GIVEN EXERCISE: Reproduce the material line for line, beginning at its very first line and stopping after the line that contains "227 98 L 226".

RAW RECORDS:
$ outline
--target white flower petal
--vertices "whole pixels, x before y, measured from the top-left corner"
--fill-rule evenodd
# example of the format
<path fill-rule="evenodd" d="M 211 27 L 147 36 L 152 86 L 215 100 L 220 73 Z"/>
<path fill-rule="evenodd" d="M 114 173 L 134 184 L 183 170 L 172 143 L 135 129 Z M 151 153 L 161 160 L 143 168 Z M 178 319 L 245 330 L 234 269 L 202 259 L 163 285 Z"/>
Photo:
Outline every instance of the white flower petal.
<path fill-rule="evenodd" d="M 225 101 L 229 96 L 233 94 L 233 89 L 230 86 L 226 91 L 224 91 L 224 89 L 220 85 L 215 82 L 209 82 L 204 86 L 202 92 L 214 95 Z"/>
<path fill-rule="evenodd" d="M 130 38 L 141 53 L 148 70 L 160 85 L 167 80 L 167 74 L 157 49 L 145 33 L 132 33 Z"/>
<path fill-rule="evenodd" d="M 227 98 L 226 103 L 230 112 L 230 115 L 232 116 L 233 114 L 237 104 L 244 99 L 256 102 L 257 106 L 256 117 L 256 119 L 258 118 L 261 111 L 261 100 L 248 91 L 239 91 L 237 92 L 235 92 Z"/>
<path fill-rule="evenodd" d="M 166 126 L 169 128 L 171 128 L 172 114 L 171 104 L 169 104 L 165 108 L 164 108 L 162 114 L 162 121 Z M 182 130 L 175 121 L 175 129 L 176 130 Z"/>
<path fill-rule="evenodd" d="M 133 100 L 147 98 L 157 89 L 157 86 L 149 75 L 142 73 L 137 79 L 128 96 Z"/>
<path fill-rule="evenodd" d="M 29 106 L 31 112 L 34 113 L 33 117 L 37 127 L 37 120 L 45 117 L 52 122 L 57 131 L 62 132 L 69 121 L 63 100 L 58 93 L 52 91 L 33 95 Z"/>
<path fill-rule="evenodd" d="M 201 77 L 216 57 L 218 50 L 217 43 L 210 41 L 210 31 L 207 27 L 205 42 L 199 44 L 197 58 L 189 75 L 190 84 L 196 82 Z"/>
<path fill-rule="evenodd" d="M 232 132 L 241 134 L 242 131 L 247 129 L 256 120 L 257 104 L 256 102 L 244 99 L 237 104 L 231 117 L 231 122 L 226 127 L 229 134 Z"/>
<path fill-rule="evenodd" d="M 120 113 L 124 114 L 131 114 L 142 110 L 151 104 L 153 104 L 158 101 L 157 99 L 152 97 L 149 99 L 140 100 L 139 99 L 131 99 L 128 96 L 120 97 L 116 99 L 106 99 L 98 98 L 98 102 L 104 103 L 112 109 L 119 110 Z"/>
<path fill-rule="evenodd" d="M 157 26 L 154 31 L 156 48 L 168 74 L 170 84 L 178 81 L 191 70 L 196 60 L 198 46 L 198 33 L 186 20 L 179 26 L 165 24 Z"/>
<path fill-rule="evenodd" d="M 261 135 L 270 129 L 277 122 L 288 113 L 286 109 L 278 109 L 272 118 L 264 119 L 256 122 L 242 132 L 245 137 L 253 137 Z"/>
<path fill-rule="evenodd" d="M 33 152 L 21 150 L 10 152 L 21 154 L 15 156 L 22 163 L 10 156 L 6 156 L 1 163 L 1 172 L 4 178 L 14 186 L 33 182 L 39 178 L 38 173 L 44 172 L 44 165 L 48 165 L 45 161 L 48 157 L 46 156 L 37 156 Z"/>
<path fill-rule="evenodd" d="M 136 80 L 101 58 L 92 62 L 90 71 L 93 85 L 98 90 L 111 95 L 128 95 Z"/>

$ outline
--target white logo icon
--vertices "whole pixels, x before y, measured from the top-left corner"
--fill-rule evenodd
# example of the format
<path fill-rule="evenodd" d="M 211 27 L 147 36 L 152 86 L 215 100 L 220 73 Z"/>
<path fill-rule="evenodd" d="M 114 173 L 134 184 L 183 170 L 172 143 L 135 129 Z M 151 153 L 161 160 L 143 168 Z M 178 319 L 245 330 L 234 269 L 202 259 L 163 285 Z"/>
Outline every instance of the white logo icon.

PROBLEM SOLUTION:
$ outline
--target white flower petal
--vertices "whole pixels, x before y, measured from the top-left corner"
--fill-rule evenodd
# example of the format
<path fill-rule="evenodd" d="M 211 27 L 147 36 L 152 86 L 215 100 L 220 73 Z"/>
<path fill-rule="evenodd" d="M 114 173 L 134 184 L 183 170 L 172 143 L 135 129 Z M 151 153 L 161 160 L 143 168 Z M 178 319 L 245 330 L 234 269 L 202 259 L 163 285 Z"/>
Photo:
Outline every instance of the white flower petal.
<path fill-rule="evenodd" d="M 225 101 L 229 96 L 233 94 L 233 89 L 230 86 L 226 91 L 224 91 L 224 89 L 220 85 L 215 82 L 209 82 L 204 86 L 202 92 L 214 95 Z"/>
<path fill-rule="evenodd" d="M 130 38 L 141 53 L 148 70 L 160 85 L 167 80 L 167 74 L 157 49 L 145 33 L 132 33 Z"/>
<path fill-rule="evenodd" d="M 227 98 L 226 103 L 230 112 L 230 115 L 232 116 L 233 114 L 237 104 L 244 99 L 256 102 L 257 106 L 256 117 L 256 119 L 258 118 L 261 111 L 261 100 L 248 91 L 239 91 L 237 92 L 235 92 Z"/>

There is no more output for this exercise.